[Quoted passage]:
>>>
In 2018, the group worked on more than 40 films from across the major studios, including more than 12k VFX shots, in addition to over 3k VFX shots for TV/VoD content. This included titles such as Aquaman for Warner Brothers, Fifty Shades Freed for Universal and The Predator for Fox. Mr X worked on 14 TV projects, including Vikings (History channel), American Gods (Starz) and Narcos and A Series of Unfortunate Events (Netflix (NASDAQ:NFLX)). In post-production, the tally was over 300 theatrical releases and 470 series/miniseries/pilots, including high-profile projects such as Avengers: Infinity War and Black Panther for Disney/Marvel, Ant-Man and the Wasp for Disney and Roma for Netflix in film. TV projects included The Romanoffs for Amazon (NASDAQ:AMZN) and Black Mirror for Netflix.
<<<
[Extracted information]:
>>>
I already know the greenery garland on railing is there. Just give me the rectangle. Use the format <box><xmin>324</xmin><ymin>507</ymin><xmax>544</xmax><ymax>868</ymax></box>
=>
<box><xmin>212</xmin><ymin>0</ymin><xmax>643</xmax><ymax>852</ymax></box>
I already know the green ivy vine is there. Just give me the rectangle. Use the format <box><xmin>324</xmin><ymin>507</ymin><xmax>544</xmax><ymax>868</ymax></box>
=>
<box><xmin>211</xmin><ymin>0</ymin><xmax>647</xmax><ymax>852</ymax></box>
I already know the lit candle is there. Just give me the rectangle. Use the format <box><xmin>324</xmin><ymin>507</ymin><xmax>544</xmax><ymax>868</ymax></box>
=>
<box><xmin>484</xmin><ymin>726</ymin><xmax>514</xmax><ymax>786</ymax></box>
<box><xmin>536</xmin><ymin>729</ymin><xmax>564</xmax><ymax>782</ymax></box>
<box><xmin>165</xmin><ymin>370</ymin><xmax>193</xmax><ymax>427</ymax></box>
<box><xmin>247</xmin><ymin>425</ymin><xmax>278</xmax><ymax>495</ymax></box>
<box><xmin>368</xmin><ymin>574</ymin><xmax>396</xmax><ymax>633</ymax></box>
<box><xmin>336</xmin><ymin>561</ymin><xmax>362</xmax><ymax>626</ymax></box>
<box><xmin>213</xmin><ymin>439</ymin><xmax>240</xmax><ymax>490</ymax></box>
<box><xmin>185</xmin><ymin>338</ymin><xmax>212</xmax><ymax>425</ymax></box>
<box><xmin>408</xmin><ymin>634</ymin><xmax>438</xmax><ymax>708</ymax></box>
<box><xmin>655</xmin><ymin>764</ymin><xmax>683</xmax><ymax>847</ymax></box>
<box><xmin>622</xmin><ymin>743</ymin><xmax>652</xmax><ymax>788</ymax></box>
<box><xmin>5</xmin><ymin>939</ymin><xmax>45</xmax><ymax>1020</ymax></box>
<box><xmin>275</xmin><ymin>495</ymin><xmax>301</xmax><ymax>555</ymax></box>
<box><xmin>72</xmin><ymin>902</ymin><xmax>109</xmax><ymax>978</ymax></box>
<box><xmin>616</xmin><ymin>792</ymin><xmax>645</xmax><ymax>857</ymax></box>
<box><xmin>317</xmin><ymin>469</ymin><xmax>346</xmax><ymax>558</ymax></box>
<<<
[Problems]:
[1] Do the following statements agree with the summary of the group's 2018 work? Answer yes or no for each and quote the words that decide it.
(a) Aquaman was a title for Warner Brothers.
(b) Mr X worked on 12 TV projects.
(c) Roma was a film project for Amazon.
[2] Using the summary of the group's 2018 work, answer each question on its own line:
(a) How many VFX shots did the group complete for TV/VoD content?
(b) Which channel is listed with Vikings?
(c) How many theatrical releases did the post-production tally include?
[3] Duplicate the summary of the group's 2018 work from "In 2018, the" up to and including "Mirror for Netflix.".

[Results for the exercise]:
[1]
(a) Yes: "Aquaman for Warner Brothers"
(b) No: "Mr X worked on 14 TV projects"
(c) No: "Roma for Netflix in film"

[2]
(a) Over 3k
(b) History channel
(c) Over 300

[3]
In 2018, the group worked on more than 40 films from across the major studios, including more than 12k VFX shots, in addition to over 3k VFX shots for TV/VoD content. This included titles such as Aquaman for Warner Brothers, Fifty Shades Freed for Universal and The Predator for Fox. Mr X worked on 14 TV projects, including Vikings (History channel), American Gods (Starz) and Narcos and A Series of Unfortunate Events (Netflix (NASDAQ:NFLX)). In post-production, the tally was over 300 theatrical releases and 470 series/miniseries/pilots, including high-profile projects such as Avengers: Infinity War and Black Panther for Disney/Marvel, Ant-Man and the Wasp for Disney and Roma for Netflix in film. TV projects included The Romanoffs for Amazon (NASDAQ:AMZN) and Black Mirror for Netflix.